§ **Stated exercise a**: Collect every line of the entries that contains the string "water", treating uppercase and lowercase as different.

------------

Open alessandro-neri opened 4 weeks ago

alessandro-neri commented 4 weeks ago

Bug Description

While Sentence Transformer enables using embedding models such as CLIP, HuggingFaceEmbedding does not work.

Version

0.10.67.post1

Steps to Reproduce

from llama_index.embeddings.huggingface import HuggingFaceEmbedding

embed_model = HuggingFaceEmbedding(model_name="sentence-transformers/clip-ViT-B-32")

Relevant Logs/Tracbacks


AttributeError Traceback (most recent call last) Cell In[27], line 13 10 from llama_index.embeddings.huggingface import HuggingFaceEmbedding 12 # Initialize the embedding model ---> 13 embed_model = HuggingFaceEmbedding(model_name="sentence-transformers/clip-ViT-B-32") 15 # Function to download and embed image 16 def embed_image(url):

File ~/anaconda3/envs/xrx-reasoning/lib/python3.10/site-packages/llama_index/embeddings/huggingface/base.py:169, in HuggingFaceEmbedding.init(self, model_name, tokenizer_name, pooling, max_length, query_instruction, text_instruction, normalize, model, tokenizer, embed_batch_size, cache_folder, trust_remote_code, device, callback_manager, parallel_process, target_devices, **model_kwargs) 167 self._model.max_seq_length = max_length 168 else: --> 169 max_length = self._model.max_seq_length 171 super().init( 172 embed_batch_size=embed_batch_size, 173 callback_manager=callback_manager, (...) 178 text_instruction=text_instruction, 179 )

File ~/anaconda3/envs/xrx-reasoning/lib/python3.10/site-packages/torch/nn/modules/module.py:1729, in Module.getattr(self, name) 1727 if name in modules: 1728 return modules[name] -> 1729 raise AttributeError(f"'{type(self).name}' object has no attribute '{name}'")

AttributeError: 'SentenceTransformer' object has no attribute 'max_seq_length'

dosubot[bot] commented 4 weeks ago

Hey @alessandro-neri! I'm here to help with bugs, questions, and more while you wait for a human maintainer. Let's squash those bugs together! 🐞

The AttributeError you're encountering with the HuggingFaceEmbedding class when using the model "sentence-transformers/clip-ViT-B-32" is due to the fact that the SentenceTransformer class does not have a max_seq_length attribute for this specific model. The clip-ViT-B-32 model is primarily designed for vision tasks and does not support the max_seq_length attribute, which is typically used for text models.

------------

§ **Stated exercise b**: From the HuggingFaceEmbedding issue thread, write out the passage starting with "Hey @alessandro-neri! I'm" and going on through "for text models.".

Location identification entries
------------

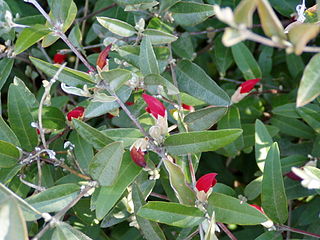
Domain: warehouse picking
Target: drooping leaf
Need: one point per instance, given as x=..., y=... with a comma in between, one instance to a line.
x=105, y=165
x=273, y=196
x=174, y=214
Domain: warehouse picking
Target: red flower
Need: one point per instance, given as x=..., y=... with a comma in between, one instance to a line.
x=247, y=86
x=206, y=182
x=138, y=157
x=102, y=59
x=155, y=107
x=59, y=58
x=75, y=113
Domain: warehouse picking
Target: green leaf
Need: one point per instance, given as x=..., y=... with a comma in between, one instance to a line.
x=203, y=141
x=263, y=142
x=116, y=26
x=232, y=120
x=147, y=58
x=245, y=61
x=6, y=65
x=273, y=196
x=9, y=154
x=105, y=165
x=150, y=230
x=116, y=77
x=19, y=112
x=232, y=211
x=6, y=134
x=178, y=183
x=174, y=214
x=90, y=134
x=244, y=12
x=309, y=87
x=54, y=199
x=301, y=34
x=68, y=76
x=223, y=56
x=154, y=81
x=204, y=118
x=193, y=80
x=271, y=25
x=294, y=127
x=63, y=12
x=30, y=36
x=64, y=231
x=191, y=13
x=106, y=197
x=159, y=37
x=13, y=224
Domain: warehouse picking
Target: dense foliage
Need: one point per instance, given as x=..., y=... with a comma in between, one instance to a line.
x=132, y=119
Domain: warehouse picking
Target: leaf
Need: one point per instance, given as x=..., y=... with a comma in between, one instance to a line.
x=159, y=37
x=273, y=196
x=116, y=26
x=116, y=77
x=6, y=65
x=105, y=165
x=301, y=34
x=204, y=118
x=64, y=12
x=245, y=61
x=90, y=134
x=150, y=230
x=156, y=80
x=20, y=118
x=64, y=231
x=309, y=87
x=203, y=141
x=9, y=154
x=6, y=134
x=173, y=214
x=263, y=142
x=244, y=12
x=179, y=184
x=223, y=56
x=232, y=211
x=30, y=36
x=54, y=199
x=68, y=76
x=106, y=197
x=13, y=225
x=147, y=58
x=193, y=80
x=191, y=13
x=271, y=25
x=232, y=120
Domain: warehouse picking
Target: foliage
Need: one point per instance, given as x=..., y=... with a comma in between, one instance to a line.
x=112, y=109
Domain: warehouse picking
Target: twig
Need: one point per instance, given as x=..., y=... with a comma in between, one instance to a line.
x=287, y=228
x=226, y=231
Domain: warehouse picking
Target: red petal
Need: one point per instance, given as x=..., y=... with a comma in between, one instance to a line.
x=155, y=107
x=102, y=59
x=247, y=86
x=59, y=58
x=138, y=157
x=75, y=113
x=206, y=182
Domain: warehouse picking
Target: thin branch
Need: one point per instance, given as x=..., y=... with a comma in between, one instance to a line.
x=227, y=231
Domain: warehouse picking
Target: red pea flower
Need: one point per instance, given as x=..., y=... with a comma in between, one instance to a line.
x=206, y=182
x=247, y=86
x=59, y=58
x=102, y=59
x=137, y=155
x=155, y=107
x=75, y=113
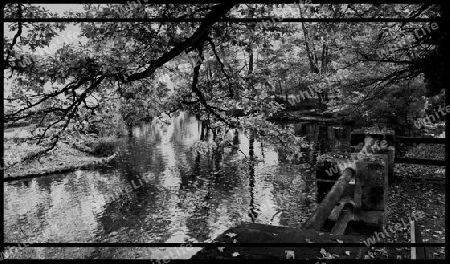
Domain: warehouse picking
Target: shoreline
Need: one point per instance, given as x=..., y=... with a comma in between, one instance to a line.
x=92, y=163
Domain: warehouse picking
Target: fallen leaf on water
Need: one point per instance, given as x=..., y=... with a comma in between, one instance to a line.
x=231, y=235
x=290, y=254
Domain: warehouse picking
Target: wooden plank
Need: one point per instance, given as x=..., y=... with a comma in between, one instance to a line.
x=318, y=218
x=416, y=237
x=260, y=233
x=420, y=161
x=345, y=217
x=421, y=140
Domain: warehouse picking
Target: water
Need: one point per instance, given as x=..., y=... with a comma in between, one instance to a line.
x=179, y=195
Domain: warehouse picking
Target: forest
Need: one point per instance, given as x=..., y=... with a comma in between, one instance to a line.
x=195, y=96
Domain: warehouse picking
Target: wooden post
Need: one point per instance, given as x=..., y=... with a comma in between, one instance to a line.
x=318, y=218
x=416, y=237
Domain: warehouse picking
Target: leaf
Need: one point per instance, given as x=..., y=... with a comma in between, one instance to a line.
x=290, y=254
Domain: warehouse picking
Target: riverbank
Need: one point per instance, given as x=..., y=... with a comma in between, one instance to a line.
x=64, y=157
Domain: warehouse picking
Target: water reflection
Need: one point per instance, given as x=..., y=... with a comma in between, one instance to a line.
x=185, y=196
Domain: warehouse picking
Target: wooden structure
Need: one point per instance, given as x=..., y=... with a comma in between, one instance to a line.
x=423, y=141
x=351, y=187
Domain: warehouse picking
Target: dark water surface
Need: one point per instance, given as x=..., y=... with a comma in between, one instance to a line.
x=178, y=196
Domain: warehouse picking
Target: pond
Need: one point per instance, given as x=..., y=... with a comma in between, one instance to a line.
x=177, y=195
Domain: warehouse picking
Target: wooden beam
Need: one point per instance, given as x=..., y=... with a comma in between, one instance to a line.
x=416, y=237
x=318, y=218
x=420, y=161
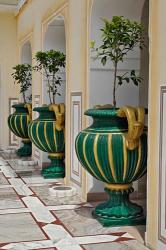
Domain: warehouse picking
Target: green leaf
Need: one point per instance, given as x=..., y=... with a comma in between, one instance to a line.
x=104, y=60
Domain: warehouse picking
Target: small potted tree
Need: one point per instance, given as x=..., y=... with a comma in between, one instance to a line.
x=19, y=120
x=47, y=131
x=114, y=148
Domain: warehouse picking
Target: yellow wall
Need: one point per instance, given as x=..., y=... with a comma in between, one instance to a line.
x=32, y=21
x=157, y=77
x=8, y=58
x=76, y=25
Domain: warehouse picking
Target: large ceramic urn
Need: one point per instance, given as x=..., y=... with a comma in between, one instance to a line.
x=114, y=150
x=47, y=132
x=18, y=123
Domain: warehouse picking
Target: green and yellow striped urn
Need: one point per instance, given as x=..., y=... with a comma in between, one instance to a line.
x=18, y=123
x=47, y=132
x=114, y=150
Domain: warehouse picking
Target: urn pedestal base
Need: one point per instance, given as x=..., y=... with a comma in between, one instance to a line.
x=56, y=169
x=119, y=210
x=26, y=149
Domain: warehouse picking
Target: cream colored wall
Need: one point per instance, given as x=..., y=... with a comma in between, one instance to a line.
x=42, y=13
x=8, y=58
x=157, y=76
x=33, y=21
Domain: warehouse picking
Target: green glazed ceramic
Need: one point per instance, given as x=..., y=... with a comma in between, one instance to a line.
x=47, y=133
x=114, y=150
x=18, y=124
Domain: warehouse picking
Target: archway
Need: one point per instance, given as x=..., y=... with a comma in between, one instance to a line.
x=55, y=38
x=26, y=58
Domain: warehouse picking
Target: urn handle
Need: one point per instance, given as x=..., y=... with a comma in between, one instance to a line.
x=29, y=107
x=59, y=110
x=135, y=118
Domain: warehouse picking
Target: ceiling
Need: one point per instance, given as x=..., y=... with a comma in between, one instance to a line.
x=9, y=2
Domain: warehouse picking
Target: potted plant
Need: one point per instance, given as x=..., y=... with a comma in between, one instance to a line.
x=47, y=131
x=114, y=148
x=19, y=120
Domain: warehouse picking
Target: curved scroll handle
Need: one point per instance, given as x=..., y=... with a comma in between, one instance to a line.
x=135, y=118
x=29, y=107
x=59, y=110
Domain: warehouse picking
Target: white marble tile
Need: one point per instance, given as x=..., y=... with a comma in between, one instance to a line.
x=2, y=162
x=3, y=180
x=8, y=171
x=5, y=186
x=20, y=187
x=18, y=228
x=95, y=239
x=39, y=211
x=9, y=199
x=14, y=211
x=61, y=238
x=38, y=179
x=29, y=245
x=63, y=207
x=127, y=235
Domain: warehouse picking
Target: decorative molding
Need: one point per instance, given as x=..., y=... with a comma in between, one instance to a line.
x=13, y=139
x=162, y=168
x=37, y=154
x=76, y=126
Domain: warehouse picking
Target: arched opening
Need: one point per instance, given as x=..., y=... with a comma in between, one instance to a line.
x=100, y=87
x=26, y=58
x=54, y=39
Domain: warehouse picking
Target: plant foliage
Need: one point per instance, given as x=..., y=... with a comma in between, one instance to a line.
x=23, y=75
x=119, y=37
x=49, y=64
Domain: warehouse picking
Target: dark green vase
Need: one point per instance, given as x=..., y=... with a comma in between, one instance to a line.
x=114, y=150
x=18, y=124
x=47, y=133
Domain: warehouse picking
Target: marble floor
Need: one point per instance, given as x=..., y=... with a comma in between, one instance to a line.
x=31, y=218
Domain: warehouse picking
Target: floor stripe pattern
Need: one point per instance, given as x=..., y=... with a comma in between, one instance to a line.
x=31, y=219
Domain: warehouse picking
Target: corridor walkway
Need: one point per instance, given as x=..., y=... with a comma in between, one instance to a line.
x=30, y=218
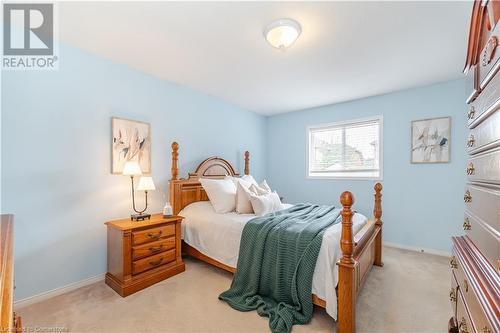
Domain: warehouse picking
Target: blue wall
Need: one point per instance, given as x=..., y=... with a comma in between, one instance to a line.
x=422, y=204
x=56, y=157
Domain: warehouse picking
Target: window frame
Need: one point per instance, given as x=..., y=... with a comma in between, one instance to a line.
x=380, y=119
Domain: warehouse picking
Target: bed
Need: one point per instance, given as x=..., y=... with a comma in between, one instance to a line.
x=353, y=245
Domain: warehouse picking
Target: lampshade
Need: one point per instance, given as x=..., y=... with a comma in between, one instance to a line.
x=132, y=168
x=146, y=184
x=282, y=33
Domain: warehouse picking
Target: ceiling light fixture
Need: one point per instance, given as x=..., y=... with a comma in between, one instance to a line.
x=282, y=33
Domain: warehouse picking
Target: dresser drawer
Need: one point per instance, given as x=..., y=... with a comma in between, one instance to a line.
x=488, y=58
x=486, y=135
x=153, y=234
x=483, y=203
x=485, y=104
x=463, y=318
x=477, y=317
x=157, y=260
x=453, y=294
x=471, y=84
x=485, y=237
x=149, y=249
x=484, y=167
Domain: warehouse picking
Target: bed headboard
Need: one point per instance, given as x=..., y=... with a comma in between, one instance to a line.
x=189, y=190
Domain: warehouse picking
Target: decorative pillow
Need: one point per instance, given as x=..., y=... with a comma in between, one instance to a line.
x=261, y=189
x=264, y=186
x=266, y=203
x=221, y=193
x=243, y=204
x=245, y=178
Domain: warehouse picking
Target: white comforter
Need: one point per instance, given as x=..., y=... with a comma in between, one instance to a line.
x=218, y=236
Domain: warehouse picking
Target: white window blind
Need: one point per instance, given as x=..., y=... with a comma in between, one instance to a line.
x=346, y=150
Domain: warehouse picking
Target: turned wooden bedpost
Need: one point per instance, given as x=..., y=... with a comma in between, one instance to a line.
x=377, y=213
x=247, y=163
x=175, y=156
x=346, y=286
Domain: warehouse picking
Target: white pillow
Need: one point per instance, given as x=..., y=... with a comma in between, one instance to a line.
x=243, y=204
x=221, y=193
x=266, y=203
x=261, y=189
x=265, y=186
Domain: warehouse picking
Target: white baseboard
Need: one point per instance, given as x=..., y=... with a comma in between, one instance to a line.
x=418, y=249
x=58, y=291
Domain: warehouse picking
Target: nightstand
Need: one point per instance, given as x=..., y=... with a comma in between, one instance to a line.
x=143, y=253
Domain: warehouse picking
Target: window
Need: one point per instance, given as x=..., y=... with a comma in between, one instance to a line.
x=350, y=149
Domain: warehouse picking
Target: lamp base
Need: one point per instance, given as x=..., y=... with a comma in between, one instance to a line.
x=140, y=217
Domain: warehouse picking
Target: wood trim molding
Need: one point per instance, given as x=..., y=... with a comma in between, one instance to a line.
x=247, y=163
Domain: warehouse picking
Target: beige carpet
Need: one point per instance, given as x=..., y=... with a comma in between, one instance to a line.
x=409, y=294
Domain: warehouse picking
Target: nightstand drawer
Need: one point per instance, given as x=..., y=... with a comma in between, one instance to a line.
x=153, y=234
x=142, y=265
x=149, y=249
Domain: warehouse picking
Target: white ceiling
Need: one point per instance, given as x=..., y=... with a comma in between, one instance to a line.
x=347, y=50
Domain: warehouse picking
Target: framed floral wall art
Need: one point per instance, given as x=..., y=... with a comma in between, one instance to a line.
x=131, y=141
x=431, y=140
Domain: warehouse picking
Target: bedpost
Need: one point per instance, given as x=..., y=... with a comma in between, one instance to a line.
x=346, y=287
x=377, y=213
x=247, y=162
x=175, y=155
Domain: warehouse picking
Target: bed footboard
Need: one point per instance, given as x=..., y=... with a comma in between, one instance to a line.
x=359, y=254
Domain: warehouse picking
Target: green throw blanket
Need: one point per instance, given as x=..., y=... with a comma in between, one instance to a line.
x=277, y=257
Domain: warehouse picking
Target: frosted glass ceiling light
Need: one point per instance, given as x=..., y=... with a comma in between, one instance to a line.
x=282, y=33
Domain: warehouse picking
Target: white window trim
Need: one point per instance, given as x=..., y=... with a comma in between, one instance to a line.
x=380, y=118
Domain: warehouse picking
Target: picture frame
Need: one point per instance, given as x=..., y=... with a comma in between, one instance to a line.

------------

§ **Worked answer a**:
Target: fallen leaf on water
Target: water
Target: water reflection
Target: dark water surface

§ **Worked answer b**:
Hey @alessandro-neri! I'm here to help with bugs, questions, and more while you wait for a human maintainer. Let's squash those bugs together! 🐞

The AttributeError you're encountering with the HuggingFaceEmbedding class when using the model "sentence-transformers/clip-ViT-B-32" is due to the fact that the SentenceTransformer class does not have a max_seq_length attribute for this specific model. The clip-ViT-B-32 model is primarily designed for vision tasks and does not support the max_seq_length attribute, which is typically used for text models.